**Excerpted passage**:

++++

1. There are 3 different datasets in your “DATA PROJECT” folder in D2L. They are called diamond, taxi and risk.
· If your last name begins with the letters A – H, use the data set diamonds for your project
· If your last name begins with the letters I – Q, use the data set taxi for your project
· Last name beginning with letters R – Z, should use the data set risk for their project
NOTE: Using the wrong data set automatically cost 50% of your project grade.
2. All graphs and analysis are to be done with R. An example with codes will be provided in a separate document. Look at the “examplewithoutcode” document to see how your project should look like when uploading to D2L. You must save your project as a pdf file before you upload it into D2L. Only the last and final document uploaded by you before the due date will be graded.
3. There are two parts in this project: Part 1 involves graphical representation and summary of data (descriptive statistics) and part 2 deal with inferential statistics. Each part will be scored independently.

++++

**Data shown**:

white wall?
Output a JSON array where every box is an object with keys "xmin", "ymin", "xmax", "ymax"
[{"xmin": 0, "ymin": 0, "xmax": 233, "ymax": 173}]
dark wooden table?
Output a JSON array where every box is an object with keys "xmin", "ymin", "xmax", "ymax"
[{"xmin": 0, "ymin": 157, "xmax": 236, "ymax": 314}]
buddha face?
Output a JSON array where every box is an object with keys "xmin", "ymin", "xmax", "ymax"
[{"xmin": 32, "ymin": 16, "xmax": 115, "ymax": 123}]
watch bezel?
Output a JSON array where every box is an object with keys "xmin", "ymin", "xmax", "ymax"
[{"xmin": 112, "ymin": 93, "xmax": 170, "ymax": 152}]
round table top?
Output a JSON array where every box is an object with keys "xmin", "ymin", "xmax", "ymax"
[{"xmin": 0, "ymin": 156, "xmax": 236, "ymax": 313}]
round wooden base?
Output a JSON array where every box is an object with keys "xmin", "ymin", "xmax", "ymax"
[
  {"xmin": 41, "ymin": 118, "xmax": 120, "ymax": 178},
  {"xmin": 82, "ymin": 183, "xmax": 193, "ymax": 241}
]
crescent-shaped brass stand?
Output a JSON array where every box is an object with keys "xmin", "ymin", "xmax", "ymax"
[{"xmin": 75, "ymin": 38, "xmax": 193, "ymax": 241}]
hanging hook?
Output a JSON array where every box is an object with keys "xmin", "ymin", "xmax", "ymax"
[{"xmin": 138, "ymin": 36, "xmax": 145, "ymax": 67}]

++++

**Given problem**: According to the project instructions, what is the penalty for using the wrong data set? Answer from the project instructions alone, not from the data.

**Response to this exercise**: It automatically costs 50% of the project grade.